Exercise description:
Having located "the tent pole" in the records below, repeat exactly the line it is on and all subsequent lines, ending with the last.

:::::

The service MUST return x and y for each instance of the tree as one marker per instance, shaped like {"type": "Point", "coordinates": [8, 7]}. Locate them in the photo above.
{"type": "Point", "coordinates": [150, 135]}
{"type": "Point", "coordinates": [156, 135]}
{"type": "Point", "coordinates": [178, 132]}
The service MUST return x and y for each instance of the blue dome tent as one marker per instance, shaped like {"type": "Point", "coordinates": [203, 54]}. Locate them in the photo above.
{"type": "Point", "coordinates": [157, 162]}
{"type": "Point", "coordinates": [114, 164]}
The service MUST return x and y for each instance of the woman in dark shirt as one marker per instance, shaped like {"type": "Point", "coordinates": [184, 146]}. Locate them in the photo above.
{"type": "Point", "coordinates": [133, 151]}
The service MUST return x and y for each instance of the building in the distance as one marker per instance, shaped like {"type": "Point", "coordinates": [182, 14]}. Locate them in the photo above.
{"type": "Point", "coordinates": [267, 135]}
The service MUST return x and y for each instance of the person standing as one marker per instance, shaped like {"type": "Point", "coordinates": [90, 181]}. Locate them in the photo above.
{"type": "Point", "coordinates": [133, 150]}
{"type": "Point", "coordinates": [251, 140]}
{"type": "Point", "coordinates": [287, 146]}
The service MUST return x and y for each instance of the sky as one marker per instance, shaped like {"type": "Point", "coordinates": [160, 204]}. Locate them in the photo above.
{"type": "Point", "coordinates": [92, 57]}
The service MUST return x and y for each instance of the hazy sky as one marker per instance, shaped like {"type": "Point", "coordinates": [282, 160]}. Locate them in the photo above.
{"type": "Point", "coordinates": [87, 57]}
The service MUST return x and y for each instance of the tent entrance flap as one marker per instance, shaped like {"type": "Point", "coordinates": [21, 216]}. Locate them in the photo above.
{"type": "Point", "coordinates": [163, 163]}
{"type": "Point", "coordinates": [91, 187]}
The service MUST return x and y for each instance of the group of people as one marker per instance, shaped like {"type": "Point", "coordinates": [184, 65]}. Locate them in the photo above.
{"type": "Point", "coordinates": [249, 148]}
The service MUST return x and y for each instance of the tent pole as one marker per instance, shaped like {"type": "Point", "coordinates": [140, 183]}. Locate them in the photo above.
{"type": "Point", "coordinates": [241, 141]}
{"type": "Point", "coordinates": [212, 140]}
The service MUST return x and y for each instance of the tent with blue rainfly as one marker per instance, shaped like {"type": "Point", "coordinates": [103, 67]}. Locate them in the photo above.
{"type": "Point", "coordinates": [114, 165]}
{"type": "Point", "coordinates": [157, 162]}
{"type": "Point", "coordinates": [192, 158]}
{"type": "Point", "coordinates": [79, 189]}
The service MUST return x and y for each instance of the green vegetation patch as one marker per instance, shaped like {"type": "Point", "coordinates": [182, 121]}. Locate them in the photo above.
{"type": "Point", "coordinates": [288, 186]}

:::::

Answer space:
The service MUST return x and y for each instance of the tent pole as one marker per instance, shaped like {"type": "Point", "coordinates": [140, 183]}. Locate them in the photo above.
{"type": "Point", "coordinates": [241, 141]}
{"type": "Point", "coordinates": [212, 140]}
The service MUST return x and y for each instance of the tent with blue rainfly as one marker per instance, shaped like {"type": "Point", "coordinates": [103, 67]}. Locate them in the photo above.
{"type": "Point", "coordinates": [114, 165]}
{"type": "Point", "coordinates": [157, 162]}
{"type": "Point", "coordinates": [192, 158]}
{"type": "Point", "coordinates": [79, 189]}
The service MUST return x and y for each instance of the green vegetation patch as one marker per instance, shaped like {"type": "Point", "coordinates": [182, 121]}. Locate them in the photo above.
{"type": "Point", "coordinates": [288, 186]}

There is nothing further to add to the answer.